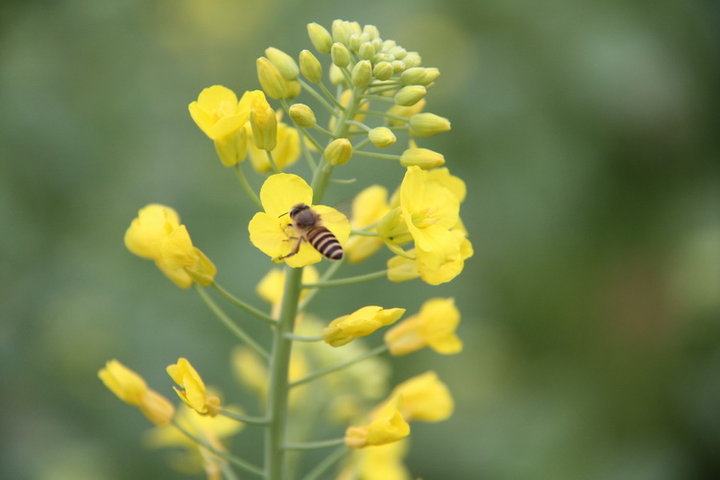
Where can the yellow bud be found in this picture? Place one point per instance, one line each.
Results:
(428, 124)
(362, 74)
(302, 115)
(264, 126)
(410, 95)
(419, 76)
(283, 62)
(382, 71)
(421, 157)
(412, 59)
(310, 66)
(339, 151)
(320, 37)
(340, 55)
(335, 75)
(366, 51)
(271, 81)
(382, 137)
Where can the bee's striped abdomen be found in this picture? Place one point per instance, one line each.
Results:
(324, 242)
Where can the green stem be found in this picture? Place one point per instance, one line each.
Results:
(243, 464)
(347, 281)
(328, 462)
(301, 338)
(244, 418)
(324, 371)
(246, 186)
(384, 156)
(245, 306)
(315, 445)
(306, 86)
(327, 275)
(232, 326)
(279, 366)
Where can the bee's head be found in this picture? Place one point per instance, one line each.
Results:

▶ What the task asks
Take the line containing "Where can the bee's head" and each line after it up to the last line of the listing, and print them exactly.

▶ Written response
Where can the bee's head be found in this picture? Place one point per instance, one line each.
Results:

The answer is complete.